==== Provided material ====

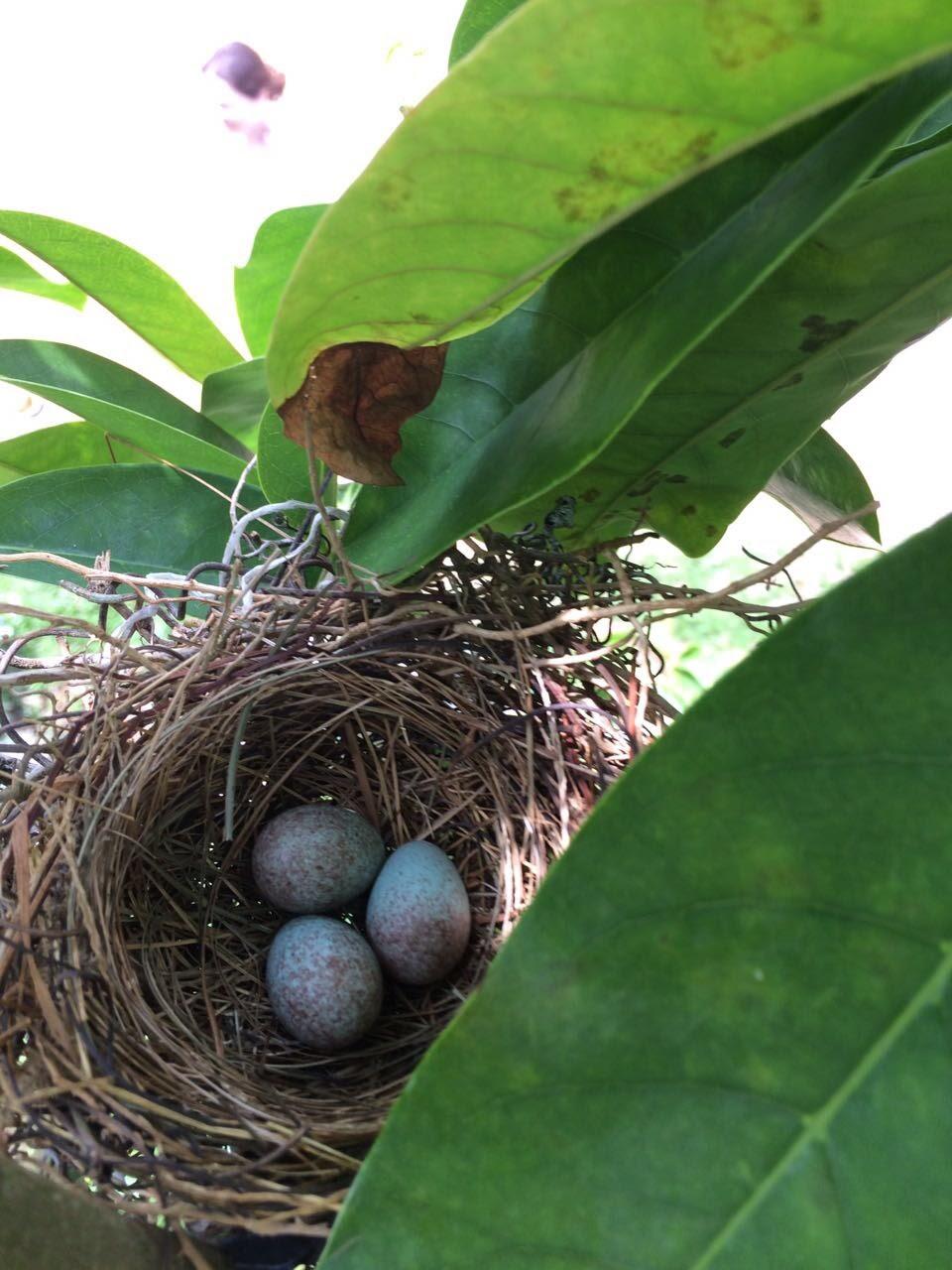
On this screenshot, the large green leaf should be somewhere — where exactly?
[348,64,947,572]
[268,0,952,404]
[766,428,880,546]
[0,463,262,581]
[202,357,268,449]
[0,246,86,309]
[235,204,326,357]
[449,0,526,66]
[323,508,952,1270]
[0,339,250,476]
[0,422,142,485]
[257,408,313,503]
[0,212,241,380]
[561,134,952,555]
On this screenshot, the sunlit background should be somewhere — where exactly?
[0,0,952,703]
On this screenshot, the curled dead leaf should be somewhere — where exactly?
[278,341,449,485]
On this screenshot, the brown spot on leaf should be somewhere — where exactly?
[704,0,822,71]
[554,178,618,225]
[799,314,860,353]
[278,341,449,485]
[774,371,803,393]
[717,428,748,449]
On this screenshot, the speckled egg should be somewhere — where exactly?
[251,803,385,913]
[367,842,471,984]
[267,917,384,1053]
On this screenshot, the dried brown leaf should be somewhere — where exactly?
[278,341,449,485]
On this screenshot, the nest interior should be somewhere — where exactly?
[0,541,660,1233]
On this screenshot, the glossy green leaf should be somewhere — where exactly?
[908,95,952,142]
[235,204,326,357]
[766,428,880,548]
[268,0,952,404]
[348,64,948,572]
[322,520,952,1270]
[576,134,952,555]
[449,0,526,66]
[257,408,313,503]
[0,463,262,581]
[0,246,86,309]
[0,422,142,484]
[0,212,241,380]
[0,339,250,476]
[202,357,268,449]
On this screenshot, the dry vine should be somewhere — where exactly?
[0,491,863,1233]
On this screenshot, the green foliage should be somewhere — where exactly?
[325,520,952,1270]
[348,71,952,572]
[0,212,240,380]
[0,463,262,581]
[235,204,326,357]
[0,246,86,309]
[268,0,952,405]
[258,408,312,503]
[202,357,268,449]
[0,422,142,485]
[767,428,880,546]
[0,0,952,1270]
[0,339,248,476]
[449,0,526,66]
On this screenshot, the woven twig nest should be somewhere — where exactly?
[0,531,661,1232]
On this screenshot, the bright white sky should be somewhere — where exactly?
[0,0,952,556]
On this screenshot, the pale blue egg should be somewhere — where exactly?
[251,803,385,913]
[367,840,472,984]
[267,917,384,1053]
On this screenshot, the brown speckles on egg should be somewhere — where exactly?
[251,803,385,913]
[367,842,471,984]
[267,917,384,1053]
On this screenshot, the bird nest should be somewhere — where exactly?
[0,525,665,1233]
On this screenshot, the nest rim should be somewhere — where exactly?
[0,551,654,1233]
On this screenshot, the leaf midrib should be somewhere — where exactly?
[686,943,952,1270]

====
==== Provided material ====

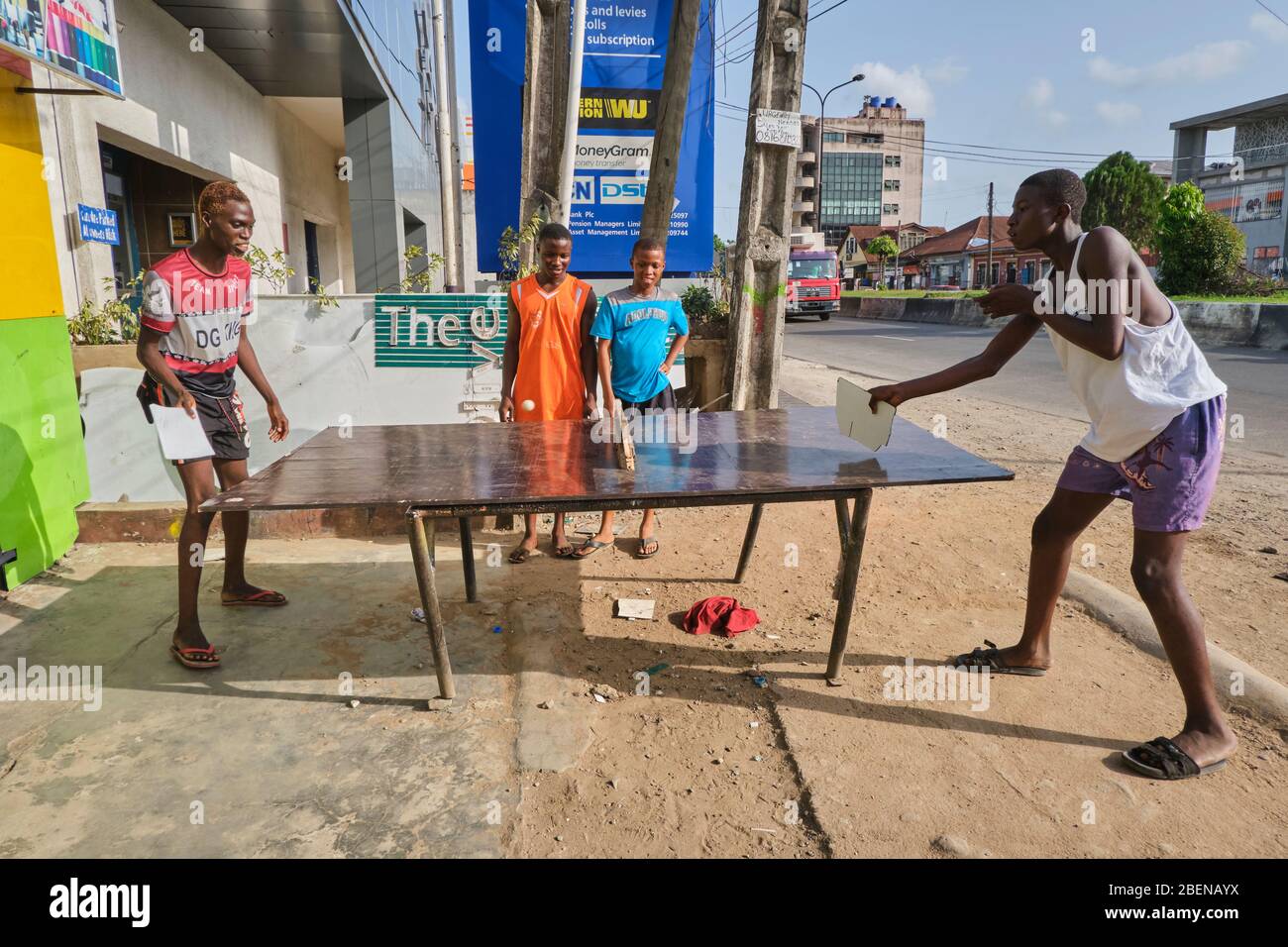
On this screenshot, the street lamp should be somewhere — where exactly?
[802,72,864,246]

====
==== Provided material ====

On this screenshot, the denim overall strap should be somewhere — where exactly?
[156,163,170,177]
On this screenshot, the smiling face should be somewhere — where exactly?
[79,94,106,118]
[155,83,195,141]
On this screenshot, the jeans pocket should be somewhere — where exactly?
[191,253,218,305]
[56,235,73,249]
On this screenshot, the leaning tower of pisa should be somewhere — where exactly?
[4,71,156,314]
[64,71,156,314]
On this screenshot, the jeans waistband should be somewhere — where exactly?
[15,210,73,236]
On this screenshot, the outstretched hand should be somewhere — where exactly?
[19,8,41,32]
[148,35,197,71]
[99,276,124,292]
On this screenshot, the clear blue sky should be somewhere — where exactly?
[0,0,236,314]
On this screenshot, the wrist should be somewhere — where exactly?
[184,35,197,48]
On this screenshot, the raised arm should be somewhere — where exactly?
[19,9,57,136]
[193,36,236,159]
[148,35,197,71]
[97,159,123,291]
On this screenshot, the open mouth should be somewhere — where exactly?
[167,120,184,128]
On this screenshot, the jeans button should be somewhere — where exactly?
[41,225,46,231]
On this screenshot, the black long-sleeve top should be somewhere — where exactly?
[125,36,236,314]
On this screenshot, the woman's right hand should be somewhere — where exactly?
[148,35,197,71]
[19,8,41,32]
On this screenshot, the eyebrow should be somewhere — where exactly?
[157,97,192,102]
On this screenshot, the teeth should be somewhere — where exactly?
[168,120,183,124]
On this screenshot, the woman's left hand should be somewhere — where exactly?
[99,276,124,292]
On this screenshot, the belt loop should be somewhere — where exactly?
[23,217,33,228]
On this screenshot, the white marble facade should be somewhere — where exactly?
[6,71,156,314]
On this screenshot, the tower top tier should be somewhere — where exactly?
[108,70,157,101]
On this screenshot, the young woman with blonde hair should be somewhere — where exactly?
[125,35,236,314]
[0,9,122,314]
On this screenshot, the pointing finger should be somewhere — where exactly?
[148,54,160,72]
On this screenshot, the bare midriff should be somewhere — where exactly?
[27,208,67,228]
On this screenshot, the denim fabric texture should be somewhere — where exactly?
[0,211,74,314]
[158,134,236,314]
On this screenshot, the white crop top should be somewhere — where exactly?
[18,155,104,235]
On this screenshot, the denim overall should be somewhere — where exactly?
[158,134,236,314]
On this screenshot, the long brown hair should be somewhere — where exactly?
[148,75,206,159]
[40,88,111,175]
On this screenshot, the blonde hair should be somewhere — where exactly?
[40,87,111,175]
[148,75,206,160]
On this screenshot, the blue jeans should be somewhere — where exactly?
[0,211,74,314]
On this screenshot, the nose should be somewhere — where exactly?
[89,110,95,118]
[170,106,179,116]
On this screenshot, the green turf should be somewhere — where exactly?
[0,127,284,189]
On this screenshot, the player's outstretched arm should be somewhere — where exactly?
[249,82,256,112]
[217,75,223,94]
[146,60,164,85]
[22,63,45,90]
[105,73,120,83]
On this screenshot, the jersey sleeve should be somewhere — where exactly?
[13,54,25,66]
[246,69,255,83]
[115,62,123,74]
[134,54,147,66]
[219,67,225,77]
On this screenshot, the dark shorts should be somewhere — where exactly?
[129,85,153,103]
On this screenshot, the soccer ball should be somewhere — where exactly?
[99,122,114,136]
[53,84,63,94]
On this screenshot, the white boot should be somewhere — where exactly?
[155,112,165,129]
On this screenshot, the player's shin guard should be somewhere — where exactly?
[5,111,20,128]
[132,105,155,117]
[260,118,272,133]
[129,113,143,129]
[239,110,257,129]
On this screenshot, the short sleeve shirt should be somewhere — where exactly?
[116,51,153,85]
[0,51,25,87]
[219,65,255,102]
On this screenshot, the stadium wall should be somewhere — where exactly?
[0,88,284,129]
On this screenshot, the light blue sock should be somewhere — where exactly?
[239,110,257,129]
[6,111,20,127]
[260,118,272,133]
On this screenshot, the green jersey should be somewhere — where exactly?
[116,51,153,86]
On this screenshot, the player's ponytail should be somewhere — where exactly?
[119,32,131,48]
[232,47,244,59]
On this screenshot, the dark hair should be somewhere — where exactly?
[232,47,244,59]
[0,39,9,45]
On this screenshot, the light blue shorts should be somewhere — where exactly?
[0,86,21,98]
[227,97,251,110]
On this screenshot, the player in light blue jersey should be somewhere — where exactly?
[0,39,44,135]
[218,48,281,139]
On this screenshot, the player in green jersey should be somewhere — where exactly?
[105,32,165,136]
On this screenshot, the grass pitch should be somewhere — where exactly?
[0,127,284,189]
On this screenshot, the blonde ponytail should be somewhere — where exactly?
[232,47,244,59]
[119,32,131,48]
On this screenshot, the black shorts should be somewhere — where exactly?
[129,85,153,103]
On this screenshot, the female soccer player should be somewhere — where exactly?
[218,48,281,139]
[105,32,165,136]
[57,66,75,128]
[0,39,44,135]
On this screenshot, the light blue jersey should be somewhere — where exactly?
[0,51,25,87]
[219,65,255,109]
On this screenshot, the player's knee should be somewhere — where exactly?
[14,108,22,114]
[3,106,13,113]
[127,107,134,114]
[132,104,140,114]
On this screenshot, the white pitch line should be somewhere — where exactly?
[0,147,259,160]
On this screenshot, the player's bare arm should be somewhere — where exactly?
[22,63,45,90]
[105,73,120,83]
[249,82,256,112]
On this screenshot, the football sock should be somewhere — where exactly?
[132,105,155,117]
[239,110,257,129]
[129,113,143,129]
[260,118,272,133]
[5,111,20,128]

====

What the task asks: Could you copy out the records from the line containing "On this screenshot, the large" up to and including the line containing "[0,0,952,703]", unchanged and with nothing else?

Answer for the task:
On this screenshot, the large green leaf should be somewhere — where exactly?
[348,64,947,572]
[268,0,952,404]
[766,428,880,546]
[0,463,262,581]
[202,357,268,449]
[0,246,86,309]
[235,204,326,357]
[449,0,526,66]
[323,508,952,1270]
[0,339,250,476]
[0,422,142,485]
[257,408,313,503]
[0,212,241,380]
[561,134,952,555]
On this screenshot, the sunlit background should be somewhere — where exactly?
[0,0,952,703]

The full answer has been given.